*Excerpted passage*
........
For example, in Chase Manhattan Bank N.A. v. Drysdale Securities Corp.,33 a securities fraud case, defendant Arthur Andersen & Co. moved to compel discovery of any opinions by Chase's counsel to its client that may have broken the chain of Chase's reliance on an allegedly fraudulent opinion given by Andersen-not unlike DiFede. Justifiable reliance was an element of the plaintiff's case, but the court rejected the argument that merely filing the complaint placed the protected communications in issue.

It cannot be possible for Andersen to justify breaching Chase's privilege by reason of its own pleading of an affirmative defense. That would give an adversary who is a skillful pleader the ability to render the privilege a nullity. Neither does the possible ultimate allocation of the burden to Chase on the issue of recklessness justify present release of the communications to Andersen.34

Common Circumstances

Cases involving implied or at issue waiver tend to arise in certain circumstances, some more predictable than others in outcome. Waiver is implied when the client "opens the door" by testifying on direct examination about a privileged communication.35 Claims of ineffective assistance of counsel in criminal cases waive privilege to the extent relevant to the ineffectiveness claim.36

"Courts have not hesitated to find an implicit waiver of the attorney-client privilege when a client asserts reliance on the advice of an attorney as an element of a claim or defense, or where the attorney and client are themselves adverse parties in a lawsuit arising out of the relationship."37 As for the former principle, "an insurer's express assertion of an advice-of-counsel defense in an action for bad faith waives the privilege."38 On the other hand, one court declined to imply waiver where a criminal defendant testified that he lacked intent to commit the crime because, after meeting with his lawyers, he believed his actions were lawful.39

As for the latter principle, legal malpractice claims waive the attorney-client privilege for relevant communications with the defendant attorneys.40 Several courts have refused to extend this waiver to successor counsel's communications with the plaintiff client relative to their settlement of the allegedly mishandled claim, at least where the client retains successor counsel after the alleged acts of malpractice.41

Claims seeking reimbursement of settlement amounts paid in underlying litigation have spawned disputes over implied waiver. Such claims may result in a finding of implied waiver if the claimant must prove the reasonableness of the settlement, especially if proof of reasonableness requires testimony either from the settling party's attorneys or about their conduct in settling the claim.42 Also, a client who disputed her attorney's authority to enter into a settlement agreement in the first place waived privilege in a subsequent claim against her for specific performance of the alleged settlement agreement.43

Claims requiring proof of good faith often result in waiver of the privilege. In Hearn itself, the defendant prison officials asserted qualified immunity based on good faith as an affirmative defense to the plaintiff prisoner's action under 42 U.S.C. § 1983 over the conditions of his confinement. The court held that this affirmative defense resulted in an implied waiver of the attorney-clientprivilege, reasoning that the legal advice given to the defendants was "highly probative of whether they acted with malice."44 Another court held, in an insurance coverage case, that the insured waived the privilege when it alleged its compliance with conditions precedent under the policy, including duties of cooperation, good faith and fair dealing.45

Parties who seek attorneys' fees as damages may impliedly waive the attorney-client privilege as to the entirety of the supporting attorney time records.46 Indeed, one court held that if the party seeking fees refused to disclose the redacted portion of its billing statements, its entire claim for fees would be denied.47 It is not clear whether this result would obtain when a party seeks to recover attorneys' fees based on the opposing party's assertion of nonmeritorious claims or defenses.
........
*Records provided*

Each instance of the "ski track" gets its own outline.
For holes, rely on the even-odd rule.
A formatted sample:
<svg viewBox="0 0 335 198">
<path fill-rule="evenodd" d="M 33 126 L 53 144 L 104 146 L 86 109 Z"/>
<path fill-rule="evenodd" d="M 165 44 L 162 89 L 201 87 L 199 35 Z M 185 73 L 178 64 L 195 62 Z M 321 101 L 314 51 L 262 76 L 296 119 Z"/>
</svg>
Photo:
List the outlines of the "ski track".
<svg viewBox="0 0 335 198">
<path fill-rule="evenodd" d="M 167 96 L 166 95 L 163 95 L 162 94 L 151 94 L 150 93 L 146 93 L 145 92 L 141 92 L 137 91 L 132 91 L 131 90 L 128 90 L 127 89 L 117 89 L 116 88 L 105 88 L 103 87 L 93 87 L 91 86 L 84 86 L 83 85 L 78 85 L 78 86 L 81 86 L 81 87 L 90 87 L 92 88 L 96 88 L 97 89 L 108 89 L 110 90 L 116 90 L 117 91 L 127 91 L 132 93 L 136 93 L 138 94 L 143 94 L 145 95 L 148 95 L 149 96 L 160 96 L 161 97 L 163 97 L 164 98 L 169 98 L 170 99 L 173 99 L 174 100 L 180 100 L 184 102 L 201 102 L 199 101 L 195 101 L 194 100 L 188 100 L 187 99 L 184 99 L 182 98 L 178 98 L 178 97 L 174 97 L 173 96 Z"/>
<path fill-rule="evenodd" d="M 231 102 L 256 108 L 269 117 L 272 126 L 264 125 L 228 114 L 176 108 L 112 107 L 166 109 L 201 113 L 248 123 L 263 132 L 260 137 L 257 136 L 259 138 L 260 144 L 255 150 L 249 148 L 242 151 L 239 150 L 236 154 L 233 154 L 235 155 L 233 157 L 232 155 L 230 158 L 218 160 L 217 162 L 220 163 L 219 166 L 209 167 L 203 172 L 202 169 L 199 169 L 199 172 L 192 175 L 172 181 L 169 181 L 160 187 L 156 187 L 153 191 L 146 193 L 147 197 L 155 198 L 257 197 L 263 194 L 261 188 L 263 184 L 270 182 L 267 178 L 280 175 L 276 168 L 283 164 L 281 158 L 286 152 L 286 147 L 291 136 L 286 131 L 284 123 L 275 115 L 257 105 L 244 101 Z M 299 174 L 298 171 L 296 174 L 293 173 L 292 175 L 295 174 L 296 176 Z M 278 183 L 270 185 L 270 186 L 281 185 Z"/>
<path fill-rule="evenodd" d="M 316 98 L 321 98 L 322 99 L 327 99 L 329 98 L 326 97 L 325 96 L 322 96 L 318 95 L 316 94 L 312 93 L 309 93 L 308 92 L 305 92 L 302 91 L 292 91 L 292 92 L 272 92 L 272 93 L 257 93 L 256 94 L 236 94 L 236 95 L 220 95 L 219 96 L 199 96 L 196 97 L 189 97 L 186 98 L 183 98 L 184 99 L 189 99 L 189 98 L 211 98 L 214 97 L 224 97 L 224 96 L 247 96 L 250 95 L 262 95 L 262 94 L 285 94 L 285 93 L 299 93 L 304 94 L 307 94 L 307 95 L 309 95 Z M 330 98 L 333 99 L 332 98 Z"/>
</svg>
........
*Your tasks*
[A] In the passage on implied waiver of attorney-client privilege, what affirmative defense did the defendant prison officials in Hearn assert?
[B] Return the part of the passage on implied waiver of attorney-client privilege starting at "Parties who seek" and ending at "claims or defenses.".

*Responses per task*
[A] Qualified immunity based on good faith.

[B]
Parties who seek attorneys' fees as damages may impliedly waive the attorney-client privilege as to the entirety of the supporting attorney time records.46 Indeed, one court held that if the party seeking fees refused to disclose the redacted portion of its billing statements, its entire claim for fees would be denied.47 It is not clear whether this result would obtain when a party seeks to recover attorneys' fees based on the opposing party's assertion of nonmeritorious claims or defenses.